** Directions for this task **
Set the data down once more, exactly as it is written.

━━ Data supplied ━━

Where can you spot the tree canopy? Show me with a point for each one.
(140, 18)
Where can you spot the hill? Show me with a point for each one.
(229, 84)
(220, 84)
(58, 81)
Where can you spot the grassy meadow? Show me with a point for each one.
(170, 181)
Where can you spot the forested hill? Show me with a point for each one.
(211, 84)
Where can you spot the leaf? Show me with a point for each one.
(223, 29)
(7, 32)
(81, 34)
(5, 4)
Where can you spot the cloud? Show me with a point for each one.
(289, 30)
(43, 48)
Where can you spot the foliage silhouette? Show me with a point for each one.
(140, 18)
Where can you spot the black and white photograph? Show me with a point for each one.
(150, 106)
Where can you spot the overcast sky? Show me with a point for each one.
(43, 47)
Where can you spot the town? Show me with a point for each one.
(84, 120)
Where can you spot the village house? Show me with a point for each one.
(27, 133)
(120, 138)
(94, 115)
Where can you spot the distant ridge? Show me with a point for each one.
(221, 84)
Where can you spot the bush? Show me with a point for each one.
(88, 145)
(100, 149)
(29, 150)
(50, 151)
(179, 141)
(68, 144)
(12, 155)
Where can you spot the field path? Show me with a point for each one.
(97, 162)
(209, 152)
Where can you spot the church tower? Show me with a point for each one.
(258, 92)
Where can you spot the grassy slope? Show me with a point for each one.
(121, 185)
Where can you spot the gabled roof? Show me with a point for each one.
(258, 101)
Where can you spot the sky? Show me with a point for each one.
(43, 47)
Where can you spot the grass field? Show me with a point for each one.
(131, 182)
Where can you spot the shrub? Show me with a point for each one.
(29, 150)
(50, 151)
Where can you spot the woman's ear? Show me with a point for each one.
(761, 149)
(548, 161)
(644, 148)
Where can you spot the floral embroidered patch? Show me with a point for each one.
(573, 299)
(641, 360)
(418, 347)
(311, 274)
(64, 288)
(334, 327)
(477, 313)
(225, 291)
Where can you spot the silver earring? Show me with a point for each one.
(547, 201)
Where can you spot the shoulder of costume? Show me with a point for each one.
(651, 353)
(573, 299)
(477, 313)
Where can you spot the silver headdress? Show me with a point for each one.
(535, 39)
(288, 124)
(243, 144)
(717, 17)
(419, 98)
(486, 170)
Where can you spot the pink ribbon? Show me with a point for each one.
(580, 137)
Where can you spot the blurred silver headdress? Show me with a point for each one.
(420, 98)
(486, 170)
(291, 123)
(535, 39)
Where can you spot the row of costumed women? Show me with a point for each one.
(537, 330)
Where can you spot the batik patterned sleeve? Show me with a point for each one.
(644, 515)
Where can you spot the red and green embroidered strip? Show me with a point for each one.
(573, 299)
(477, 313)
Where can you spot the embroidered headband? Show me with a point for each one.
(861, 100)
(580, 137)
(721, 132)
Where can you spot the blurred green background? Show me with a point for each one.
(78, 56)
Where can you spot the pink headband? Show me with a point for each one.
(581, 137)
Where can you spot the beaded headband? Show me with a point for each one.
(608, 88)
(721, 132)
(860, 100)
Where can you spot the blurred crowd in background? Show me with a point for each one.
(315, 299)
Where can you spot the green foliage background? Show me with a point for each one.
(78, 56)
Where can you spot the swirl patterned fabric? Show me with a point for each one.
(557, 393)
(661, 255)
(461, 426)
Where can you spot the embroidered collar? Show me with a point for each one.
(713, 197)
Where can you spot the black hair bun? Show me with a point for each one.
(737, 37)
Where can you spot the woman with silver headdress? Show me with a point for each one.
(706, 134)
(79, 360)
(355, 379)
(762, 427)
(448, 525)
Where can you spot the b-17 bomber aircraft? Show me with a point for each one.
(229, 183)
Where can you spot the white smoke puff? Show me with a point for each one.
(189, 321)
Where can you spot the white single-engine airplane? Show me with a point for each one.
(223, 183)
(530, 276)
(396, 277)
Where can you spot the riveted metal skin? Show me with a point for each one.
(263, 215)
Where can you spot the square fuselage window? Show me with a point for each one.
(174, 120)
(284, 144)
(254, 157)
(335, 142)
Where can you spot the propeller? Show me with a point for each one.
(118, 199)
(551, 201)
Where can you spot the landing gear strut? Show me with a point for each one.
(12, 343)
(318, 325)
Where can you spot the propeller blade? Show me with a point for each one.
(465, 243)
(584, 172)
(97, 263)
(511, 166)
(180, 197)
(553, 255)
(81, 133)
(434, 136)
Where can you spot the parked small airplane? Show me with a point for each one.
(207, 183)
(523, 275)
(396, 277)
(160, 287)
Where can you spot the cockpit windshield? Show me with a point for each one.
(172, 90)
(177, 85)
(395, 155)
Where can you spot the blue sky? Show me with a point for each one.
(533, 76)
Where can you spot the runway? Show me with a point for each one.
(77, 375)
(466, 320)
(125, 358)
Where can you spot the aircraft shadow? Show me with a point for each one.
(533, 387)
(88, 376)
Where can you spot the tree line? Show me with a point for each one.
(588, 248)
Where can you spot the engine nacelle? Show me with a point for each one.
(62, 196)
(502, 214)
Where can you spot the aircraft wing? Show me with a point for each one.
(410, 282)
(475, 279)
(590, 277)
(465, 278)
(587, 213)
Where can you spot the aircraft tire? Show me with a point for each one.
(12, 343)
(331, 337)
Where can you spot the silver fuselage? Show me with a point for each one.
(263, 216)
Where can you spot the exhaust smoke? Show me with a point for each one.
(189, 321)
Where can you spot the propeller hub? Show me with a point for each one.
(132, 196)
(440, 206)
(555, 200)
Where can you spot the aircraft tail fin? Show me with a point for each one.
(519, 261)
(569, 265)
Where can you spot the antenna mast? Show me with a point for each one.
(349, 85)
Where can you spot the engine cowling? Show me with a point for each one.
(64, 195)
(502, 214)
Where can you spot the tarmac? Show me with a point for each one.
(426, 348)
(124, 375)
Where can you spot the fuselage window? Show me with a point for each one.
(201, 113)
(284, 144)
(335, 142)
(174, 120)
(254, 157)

━━━

** Expected output **
Where can you spot the tree canopy? Show me with a point for each one.
(140, 18)
Where can you spot the hill? Show me with a point for each one.
(229, 84)
(220, 84)
(58, 81)
Where can you spot the grassy meadow? Show me with a point for each one.
(170, 181)
Where can you spot the forested hill? Show me with a point for each one.
(211, 84)
Where can you spot the leaf? Show me with a point for each one.
(223, 29)
(7, 32)
(81, 34)
(5, 4)
Where can you spot the cloud? Show me with a point for each one.
(289, 30)
(43, 48)
Where can you spot the foliage silhouette? Show me with a point for each one.
(140, 18)
Where can you spot the black and white photograph? Show me with a point for each one.
(150, 106)
Where can you spot the overcast sky? Show me with a point for each one.
(43, 47)
Where can you spot the town? Show me with a point for each one.
(84, 120)
Where can you spot the village house? Show me with a point for each one.
(27, 133)
(120, 138)
(94, 115)
Where can you spot the distant ridge? Show me with a point for each one.
(221, 84)
Where can you spot the bush? Show me with a point for each one.
(88, 145)
(100, 149)
(29, 150)
(50, 151)
(179, 141)
(68, 144)
(12, 155)
Where can you spot the field path? Show me with a point for each one.
(97, 162)
(209, 152)
Where can you spot the church tower? Show me with a point for each one.
(258, 92)
Where can you spot the grassy slope? Show me with a point for each one.
(121, 185)
Where can you spot the gabled roof? Show me with a point for each one.
(258, 101)
Where can you spot the sky? Show me with a point for each one.
(43, 47)
Where can you spot the grass field? Show me with a point for each one.
(131, 182)
Where can you spot the shrub? Show me with a point for each one.
(29, 150)
(50, 151)
Where can you spot the woman's ear? Show me with a point for each one.
(761, 149)
(548, 161)
(644, 148)
Where can you spot the floral embroidered patch? Show me with a point for each one.
(573, 299)
(641, 360)
(418, 347)
(311, 274)
(64, 288)
(334, 327)
(477, 313)
(225, 291)
Where can you spot the silver earring? Show me with a point for each one.
(547, 201)
Where can you spot the shoulder of costume? Show me with a point for each one.
(651, 353)
(573, 299)
(477, 313)
Where can you spot the silver headdress? Show me with a point for each one.
(535, 39)
(288, 124)
(243, 144)
(717, 17)
(419, 98)
(486, 170)
Where can you spot the pink ribbon? Show me with a point for each one.
(580, 137)
Where can you spot the blurred silver headdress? Show me with a point for each one.
(420, 98)
(486, 170)
(291, 123)
(535, 39)
Where can you spot the row of costumed women? Show me with a point for each one.
(537, 330)
Where can you spot the batik patterned sleeve? Show me with a point for each one.
(644, 515)
Where can you spot the red and green embroidered strip? Show me with a point for each one.
(573, 299)
(477, 313)
Where can you spot the embroidered headband? Show me with a point for each one.
(861, 100)
(580, 137)
(721, 132)
Where can you spot the blurred green background? Show me with a point for each one.
(78, 56)
Where can you spot the pink headband? Show me with a point for each one.
(581, 137)
Where can you spot the beaded headband? Show me with a point for each one.
(608, 88)
(721, 132)
(860, 100)
Where can you spot the blurred crowd in background? Show me with a point for each one.
(315, 299)
Where can you spot the green foliage background? Show me with a point for each one.
(78, 56)
Where can you spot the swirl patterned fabric? Show me with a point for each one.
(557, 393)
(661, 255)
(461, 426)
Where can you spot the embroidered collar? Show me with a point for each one.
(713, 197)
Where can you spot the black hair bun? Show me with a point for each one.
(737, 37)
Where can you spot the woman with silver headdress? Show me with a point for each one.
(706, 134)
(79, 360)
(355, 379)
(762, 427)
(448, 525)
Where can you spot the b-17 bomber aircraft? Show me with a point for each one.
(229, 183)
Where can you spot the white smoke puff? Show me with a point for each one.
(189, 321)
Where can you spot the white single-engine airplane? Show me with a point for each one.
(223, 183)
(530, 276)
(396, 277)
Where can you spot the riveted metal skin? Show me with a point for each one.
(263, 215)
Where can you spot the square fuselage window? Show me with a point for each one.
(174, 120)
(284, 144)
(254, 157)
(335, 142)
Where can you spot the propeller? Show me with a point for each one.
(118, 199)
(551, 201)
Where can you spot the landing gear strut? Show me with a point for each one.
(12, 343)
(318, 325)
Where can you spot the propeller blade? Show me with a point for each one.
(465, 243)
(584, 172)
(97, 263)
(511, 166)
(180, 197)
(553, 255)
(81, 133)
(434, 136)
Where can you spot the parked small airplane? Show me with a point for each one.
(207, 183)
(523, 275)
(396, 277)
(160, 287)
Where can you spot the cockpit windshield? Show me with a point for each one.
(172, 90)
(177, 85)
(395, 155)
Where can you spot the blue sky? Show me with a point for each one.
(533, 76)
Where can you spot the runway? Show me with a point for each one.
(77, 375)
(466, 320)
(125, 358)
Where can you spot the aircraft shadow? Show me with a point for each one.
(533, 387)
(88, 376)
Where can you spot the tree line? Show me with a point for each one.
(588, 248)
Where can you spot the engine nacelle? Show me with a point for each one.
(62, 196)
(502, 214)
Where can you spot the aircraft wing? Show me with a point for each one.
(410, 282)
(475, 279)
(590, 277)
(465, 278)
(587, 213)
Where can you spot the aircraft tire? Show me with a point for each one.
(12, 343)
(331, 337)
Where can you spot the silver fuselage? Show me with a point for each one.
(263, 216)
Where can you spot the exhaust smoke? Show me with a point for each one.
(189, 321)
Where can you spot the propeller hub? Show me with a point for each one.
(132, 196)
(440, 206)
(555, 200)
Where can you spot the aircraft tail fin? Show me with a point for each one.
(519, 261)
(569, 265)
Where can you spot the antenna mast? Show me with a point for each one.
(349, 85)
Where can you spot the engine cowling? Show me with a point for each one.
(64, 195)
(502, 214)
Where can you spot the tarmac? Show me with a point for each one.
(426, 348)
(124, 375)
Where can you spot the fuselage window? Show me with a point for each one.
(201, 113)
(284, 144)
(335, 142)
(174, 120)
(254, 157)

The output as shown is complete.